Work instructions: Return the records in full, exactly as given.

------------------------------------------------------------

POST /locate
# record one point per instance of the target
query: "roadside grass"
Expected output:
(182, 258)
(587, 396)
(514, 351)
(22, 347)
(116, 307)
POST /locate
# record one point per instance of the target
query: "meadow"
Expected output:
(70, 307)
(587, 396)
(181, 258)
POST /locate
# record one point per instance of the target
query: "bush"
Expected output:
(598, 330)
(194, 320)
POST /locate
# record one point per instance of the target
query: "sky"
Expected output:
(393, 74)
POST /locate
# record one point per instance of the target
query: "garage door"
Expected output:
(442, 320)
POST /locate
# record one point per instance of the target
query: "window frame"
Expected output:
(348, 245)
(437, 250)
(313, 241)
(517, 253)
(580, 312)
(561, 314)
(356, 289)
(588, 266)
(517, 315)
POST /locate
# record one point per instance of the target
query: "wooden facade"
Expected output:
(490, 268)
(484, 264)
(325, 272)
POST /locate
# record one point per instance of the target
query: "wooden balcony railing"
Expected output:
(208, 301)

------------------------------------------------------------

Written answer:
POST /locate
# record one point per instance of the target
query: "roadside grass"
Expected output:
(182, 258)
(587, 396)
(514, 351)
(22, 347)
(116, 307)
POST /locate
# record one point per instance of the target
query: "meadow"
Expected output:
(70, 307)
(587, 396)
(181, 258)
POST /locate
# record one point per instance of the target
query: "bush"
Expected output:
(598, 330)
(194, 320)
POST /locate
# record one point per instance of the target
query: "sky"
Expected output:
(393, 74)
POST /locate
# record one point per instance of the target
query: "garage door"
Expected output:
(442, 320)
POST /locate
# record one point per instance of the target
query: "window frame"
Expected output:
(348, 245)
(437, 250)
(313, 241)
(517, 253)
(580, 312)
(561, 314)
(356, 289)
(588, 266)
(517, 315)
POST /locate
# record one point per instance of the target
query: "wooden facade"
Expected output:
(490, 268)
(484, 264)
(325, 272)
POST /locate
# record one point per instance of the target
query: "wooden balcony railing"
Expected output:
(208, 301)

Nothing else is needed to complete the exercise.